### Instructions to follow
Please set down, word for word, the stretch of the account below on coping with a family member's borderline personality disorder from "In the twenty-three" through "wrong with them.".

### Source document
= = = = =

Educate, Educate, Educate

For 22 years I thought my moral compass and best intentions were all I needed to do right by my family. If it wasn't working, it meant I wasn't trying hard enough. I had no idea what codependency was, or that I was the family's champion enabler. I was a victim of my own ignorance.

 

I well remember the moment I realized just how ignorant I was. It was at a family meeting at the KidsPeace residential center in Pennsylvania in 2001. We were reviewing a list of borderline personality disorder (BPD) symptoms in the Diagnostic and Statistical Manual of Mental Disorders (DSM-5). Both daughters agreed they satisfied the criteria. I asked if anyone thought their mother had BPD. Both girls burst out laughing because they couldn't believe I didn't already know. From that moment, I made it my mission to educate myself.

What worked for me:

  • Self-help books: Stop Walking on Eggshells; I Hate You, Don't Leave Me; and Codependency No More.

  • Mental Health Courses: NAMI Family-to-Family, healthcare provider Codependency course.

  • Experts: Online support groups sharing their experience; BPD research projects; TARA4BPD. 

Treatment

In the twenty-three years my ex-wife and I were together, I learned two things: 1) That medication rarely did much more than take the edge off her symptoms; and 2) Forcing her to attend therapy didn't help. When our daughters went into crisis in 2001, treatment did not work for them either. This wasn't going to change as long as their mother was telling them there was nothing wrong with them. 

 

When their mother left, two things changed: 1) They finally had a good role model. I threw everything into self-care and my treatment; and 2) I validated their feelings and used boundaries to make clear what I would and would not do for them. They resisted. It was many months before they finally realized they could no longer manipulate me. This helped empower them to take control of their own recovery.

 

What worked for me:

  • Validation and Boundary Setting: Validating feelings and setting clear boundaries helped my daughters want to engage in treatment.

= = = = =

### Extracted data
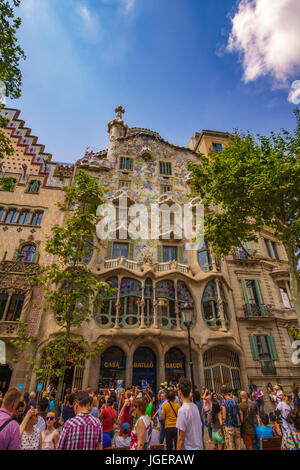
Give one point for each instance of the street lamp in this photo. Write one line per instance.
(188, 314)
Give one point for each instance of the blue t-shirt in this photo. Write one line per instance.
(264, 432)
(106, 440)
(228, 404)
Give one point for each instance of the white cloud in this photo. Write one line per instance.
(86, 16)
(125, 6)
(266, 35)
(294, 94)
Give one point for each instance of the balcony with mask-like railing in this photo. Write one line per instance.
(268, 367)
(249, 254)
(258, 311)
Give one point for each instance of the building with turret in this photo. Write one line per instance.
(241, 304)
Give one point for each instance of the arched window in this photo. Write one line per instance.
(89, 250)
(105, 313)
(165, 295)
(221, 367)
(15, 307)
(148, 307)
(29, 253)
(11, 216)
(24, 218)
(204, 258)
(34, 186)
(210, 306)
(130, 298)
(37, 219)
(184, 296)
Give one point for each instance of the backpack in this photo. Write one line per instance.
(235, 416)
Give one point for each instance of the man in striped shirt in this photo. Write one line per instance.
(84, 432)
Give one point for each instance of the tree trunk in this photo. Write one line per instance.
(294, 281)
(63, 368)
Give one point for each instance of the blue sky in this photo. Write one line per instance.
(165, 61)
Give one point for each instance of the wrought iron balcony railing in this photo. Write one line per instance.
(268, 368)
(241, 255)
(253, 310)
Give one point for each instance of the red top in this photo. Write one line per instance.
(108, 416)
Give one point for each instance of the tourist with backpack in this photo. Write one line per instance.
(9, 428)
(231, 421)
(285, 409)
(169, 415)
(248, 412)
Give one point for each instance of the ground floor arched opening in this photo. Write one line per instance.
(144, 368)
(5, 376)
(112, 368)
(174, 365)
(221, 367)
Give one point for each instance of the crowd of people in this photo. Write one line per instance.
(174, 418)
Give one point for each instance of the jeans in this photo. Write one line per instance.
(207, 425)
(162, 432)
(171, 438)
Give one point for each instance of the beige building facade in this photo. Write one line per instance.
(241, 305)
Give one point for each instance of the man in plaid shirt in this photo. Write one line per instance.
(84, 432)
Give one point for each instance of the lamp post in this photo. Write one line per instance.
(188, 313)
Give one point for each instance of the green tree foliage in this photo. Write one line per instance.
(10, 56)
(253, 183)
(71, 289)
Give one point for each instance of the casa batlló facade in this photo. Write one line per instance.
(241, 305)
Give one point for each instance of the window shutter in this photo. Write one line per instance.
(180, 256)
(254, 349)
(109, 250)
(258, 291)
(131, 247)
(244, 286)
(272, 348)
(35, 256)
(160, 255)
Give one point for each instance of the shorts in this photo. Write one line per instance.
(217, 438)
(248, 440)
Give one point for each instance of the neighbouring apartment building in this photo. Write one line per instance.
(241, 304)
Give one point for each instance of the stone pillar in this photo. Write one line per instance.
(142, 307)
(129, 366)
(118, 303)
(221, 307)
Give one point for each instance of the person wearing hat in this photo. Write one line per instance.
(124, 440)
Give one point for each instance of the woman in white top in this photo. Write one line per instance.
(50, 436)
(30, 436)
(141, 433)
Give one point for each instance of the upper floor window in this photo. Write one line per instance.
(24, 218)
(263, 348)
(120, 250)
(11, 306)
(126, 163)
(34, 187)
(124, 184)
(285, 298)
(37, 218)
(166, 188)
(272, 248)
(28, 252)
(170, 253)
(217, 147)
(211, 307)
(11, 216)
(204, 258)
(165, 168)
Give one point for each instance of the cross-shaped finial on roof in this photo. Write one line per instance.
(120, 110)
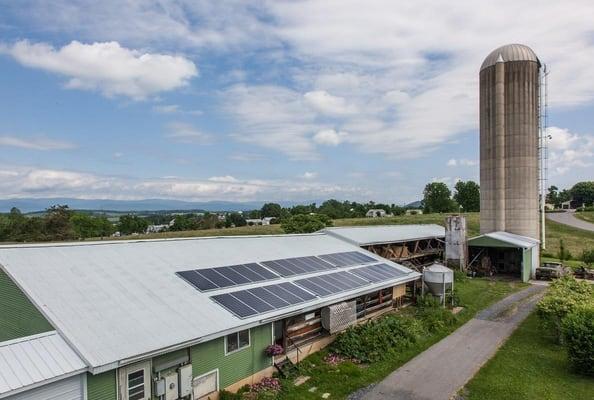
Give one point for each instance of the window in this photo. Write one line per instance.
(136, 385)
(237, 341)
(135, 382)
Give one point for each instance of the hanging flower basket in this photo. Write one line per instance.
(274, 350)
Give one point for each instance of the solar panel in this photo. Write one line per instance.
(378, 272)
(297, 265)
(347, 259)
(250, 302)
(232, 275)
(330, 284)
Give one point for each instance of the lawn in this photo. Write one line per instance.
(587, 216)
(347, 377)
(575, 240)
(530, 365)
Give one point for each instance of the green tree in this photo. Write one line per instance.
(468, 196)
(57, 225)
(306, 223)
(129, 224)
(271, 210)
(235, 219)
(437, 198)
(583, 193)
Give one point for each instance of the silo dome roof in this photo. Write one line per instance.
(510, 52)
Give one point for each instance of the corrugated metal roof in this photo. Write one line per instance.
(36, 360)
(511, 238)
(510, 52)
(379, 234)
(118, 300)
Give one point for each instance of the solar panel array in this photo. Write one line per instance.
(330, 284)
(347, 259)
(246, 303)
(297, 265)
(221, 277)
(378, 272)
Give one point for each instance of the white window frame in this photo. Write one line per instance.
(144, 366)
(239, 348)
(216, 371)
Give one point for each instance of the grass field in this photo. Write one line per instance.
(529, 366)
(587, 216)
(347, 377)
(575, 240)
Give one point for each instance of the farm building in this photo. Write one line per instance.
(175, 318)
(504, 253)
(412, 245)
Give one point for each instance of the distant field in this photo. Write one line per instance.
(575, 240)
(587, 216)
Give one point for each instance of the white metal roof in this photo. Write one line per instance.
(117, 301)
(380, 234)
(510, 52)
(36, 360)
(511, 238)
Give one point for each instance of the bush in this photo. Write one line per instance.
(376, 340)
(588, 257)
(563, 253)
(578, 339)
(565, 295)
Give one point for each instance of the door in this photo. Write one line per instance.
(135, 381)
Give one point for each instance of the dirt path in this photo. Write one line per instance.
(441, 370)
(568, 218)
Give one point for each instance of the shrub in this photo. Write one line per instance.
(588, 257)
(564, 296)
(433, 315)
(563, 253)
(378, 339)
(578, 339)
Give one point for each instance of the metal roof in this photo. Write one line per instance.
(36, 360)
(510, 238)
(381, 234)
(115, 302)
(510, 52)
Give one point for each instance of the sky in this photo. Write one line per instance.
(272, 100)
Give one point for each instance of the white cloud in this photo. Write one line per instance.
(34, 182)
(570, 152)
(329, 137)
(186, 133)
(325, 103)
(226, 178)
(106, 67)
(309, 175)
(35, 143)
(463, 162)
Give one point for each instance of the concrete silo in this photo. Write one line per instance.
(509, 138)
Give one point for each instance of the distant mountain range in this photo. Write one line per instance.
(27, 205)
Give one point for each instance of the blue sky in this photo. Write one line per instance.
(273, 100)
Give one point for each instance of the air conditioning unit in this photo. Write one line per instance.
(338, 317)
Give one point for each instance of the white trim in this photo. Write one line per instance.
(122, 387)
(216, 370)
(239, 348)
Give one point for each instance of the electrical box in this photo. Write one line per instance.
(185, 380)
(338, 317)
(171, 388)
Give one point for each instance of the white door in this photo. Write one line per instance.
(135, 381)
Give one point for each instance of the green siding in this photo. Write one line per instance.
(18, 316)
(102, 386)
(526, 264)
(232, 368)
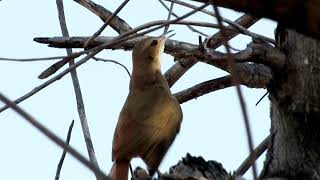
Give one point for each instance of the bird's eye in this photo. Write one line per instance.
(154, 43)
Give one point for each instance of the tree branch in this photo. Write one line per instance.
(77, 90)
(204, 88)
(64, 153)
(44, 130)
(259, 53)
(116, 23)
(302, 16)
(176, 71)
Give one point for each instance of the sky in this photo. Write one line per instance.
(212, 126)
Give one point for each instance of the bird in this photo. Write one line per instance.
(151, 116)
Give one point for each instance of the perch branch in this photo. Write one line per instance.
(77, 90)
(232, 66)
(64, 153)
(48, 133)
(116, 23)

= = = = =

### Task response
In the twenty-three years my ex-wife and I were together, I learned two things: 1) That medication rarely did much more than take the edge off her symptoms; and 2) Forcing her to attend therapy didn't help. When our daughters went into crisis in 2001, treatment did not work for them either. This wasn't going to change as long as their mother was telling them there was nothing wrong with them.